───── INPUT DATA

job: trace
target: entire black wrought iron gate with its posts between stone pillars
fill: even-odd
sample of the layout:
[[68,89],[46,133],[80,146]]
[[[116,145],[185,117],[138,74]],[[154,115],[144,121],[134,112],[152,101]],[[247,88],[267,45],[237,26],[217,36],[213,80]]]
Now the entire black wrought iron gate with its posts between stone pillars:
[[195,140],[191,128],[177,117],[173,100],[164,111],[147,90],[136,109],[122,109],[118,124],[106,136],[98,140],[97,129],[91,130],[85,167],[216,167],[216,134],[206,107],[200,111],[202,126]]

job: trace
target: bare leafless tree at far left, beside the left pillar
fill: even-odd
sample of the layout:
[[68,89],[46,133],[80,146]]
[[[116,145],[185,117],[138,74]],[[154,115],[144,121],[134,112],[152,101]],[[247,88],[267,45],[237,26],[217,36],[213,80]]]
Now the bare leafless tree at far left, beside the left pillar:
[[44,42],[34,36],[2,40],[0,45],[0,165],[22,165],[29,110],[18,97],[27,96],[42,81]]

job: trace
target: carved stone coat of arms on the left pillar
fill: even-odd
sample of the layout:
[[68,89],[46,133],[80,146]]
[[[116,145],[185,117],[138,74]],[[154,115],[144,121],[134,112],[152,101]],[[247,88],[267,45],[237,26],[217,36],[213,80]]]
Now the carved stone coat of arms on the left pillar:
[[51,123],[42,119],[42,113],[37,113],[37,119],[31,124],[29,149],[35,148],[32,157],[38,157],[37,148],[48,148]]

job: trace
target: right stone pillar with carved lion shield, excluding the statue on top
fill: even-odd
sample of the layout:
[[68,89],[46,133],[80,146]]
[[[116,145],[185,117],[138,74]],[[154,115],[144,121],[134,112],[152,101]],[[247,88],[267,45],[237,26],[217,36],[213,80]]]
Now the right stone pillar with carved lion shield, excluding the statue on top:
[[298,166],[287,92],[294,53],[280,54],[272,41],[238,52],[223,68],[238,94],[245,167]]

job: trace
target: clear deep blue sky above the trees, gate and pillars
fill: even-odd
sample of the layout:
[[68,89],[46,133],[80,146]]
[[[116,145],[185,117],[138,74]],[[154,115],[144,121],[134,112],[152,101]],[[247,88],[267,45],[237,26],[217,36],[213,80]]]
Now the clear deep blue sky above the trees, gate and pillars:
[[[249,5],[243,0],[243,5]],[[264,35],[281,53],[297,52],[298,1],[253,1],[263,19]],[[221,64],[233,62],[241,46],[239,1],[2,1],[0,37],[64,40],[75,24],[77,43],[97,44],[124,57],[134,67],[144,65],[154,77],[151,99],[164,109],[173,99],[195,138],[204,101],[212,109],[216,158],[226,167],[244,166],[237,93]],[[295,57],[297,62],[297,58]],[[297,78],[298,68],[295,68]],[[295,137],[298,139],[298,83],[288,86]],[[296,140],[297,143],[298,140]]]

──────────

[ACTIVITY]
Check every line above for the string "target", and copy the ones that have it.

[YOUR RESPONSE]
target: entire black wrought iron gate with its posts between stone pillars
target: bare leafless tree at far left, beside the left pillar
target: carved stone coat of arms on the left pillar
target: right stone pillar with carved lion shield, excluding the statue on top
target: clear deep blue sky above the trees, gate and pillars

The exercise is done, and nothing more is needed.